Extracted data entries
----
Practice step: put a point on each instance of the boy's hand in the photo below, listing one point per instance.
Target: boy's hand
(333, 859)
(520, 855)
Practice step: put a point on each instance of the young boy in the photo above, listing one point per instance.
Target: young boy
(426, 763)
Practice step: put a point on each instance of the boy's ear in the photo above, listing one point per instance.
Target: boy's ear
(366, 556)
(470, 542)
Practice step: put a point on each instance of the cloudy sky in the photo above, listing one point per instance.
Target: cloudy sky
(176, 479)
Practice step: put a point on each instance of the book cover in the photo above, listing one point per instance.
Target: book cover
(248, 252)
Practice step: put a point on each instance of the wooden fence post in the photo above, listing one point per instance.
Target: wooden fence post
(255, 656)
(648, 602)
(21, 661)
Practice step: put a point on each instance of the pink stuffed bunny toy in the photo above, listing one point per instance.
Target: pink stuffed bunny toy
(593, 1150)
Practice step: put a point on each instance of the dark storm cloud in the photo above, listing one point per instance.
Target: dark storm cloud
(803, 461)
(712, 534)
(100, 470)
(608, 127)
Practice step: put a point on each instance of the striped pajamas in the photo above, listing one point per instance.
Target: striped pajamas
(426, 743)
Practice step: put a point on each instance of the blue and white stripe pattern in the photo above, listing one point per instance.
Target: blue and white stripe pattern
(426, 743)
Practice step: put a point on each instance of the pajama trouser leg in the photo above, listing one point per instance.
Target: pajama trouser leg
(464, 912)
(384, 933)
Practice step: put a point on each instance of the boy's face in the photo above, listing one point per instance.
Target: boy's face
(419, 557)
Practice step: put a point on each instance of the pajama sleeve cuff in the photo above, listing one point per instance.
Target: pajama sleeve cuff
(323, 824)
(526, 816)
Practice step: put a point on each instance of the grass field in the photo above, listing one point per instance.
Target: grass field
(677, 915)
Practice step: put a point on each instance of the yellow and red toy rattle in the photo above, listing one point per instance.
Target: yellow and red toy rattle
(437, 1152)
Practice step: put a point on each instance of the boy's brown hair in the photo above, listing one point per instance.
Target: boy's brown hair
----
*WHAT IS EXPECTED:*
Beginning at the line where "Practice step: put a point on each instance of the pink" appears, extract each line through the end of the data above; keep them exact and include nothing else.

*CORRECT RESPONSE:*
Practice step: put a point on each instance of the pink stuffed bunny toy in the photo above, listing one point per instance.
Target: pink stuffed bunny toy
(593, 1150)
Practice step: put a point on each instance of the dark storm cloud in the photo above, listing one point per instance.
Target: dark storm cloud
(803, 461)
(712, 534)
(100, 470)
(608, 127)
Practice step: put a point on each instance of the striped pajamas in the photo above, listing one point per instance.
Target: striped pajamas
(426, 743)
Practice step: put a point on each instance of the blue and white stripe pattern in the photo above, listing one point per instance.
Target: blue and white stripe pattern
(426, 743)
Practice step: put a point on each instance of the pajama trouser leg in the photo above, listing one point per instance.
Target: pajama trouser leg
(464, 912)
(384, 933)
Practice step: put a point on each instance of the boy's face in the photo above, listing one point per instance.
Target: boy's face
(419, 557)
Practice step: put a point on each instance of the pajama sleeve cuff in the photo above, listing one point per instance.
Target: pajama sleeve cuff
(323, 824)
(526, 816)
Practice step: put a point on each instance of the grass field in the photo above, listing one point per instance.
Target: grass field
(677, 915)
Practice step: put a point on each instance of the yellow and red toy rattle in the photo above, listing one point per instance.
Target: yellow and red toy rattle
(437, 1152)
Practice step: put a point on each instance of the boy's brown hair in the photo above, listing one point per instance.
Target: boy's brown hair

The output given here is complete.